# [Task description]
Revise the rows below so that "white spot" becomes "pale patch", with all other text unchanged. Omit the pictures from your output.

# [Given data]
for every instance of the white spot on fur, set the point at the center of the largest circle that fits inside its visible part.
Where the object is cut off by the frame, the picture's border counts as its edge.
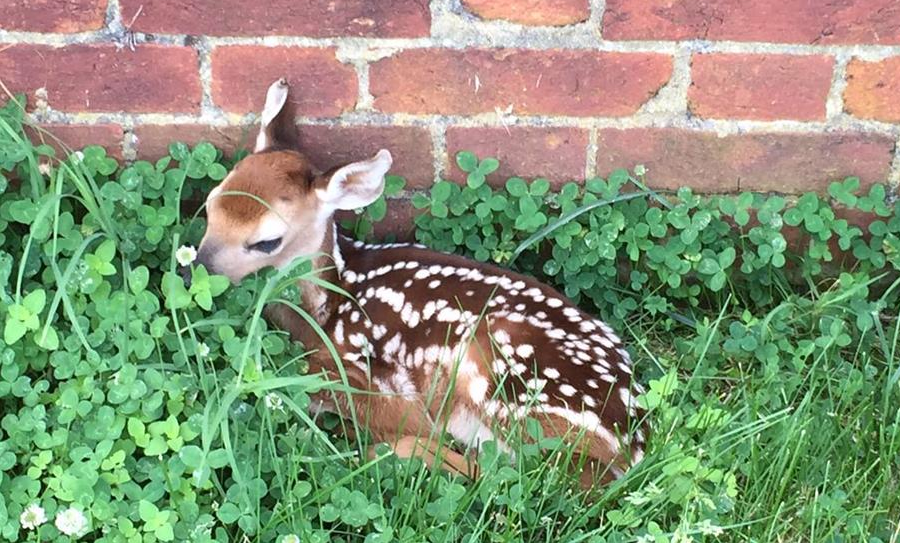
(478, 389)
(339, 332)
(525, 350)
(535, 383)
(567, 390)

# [Output for this task]
for every instance of the pale patch on fur, set the point at the center of the largest circle that fits inside its visible part.
Where the object is cut off by the frame, the picture's border counts as its edge.
(478, 389)
(339, 332)
(525, 350)
(535, 383)
(567, 390)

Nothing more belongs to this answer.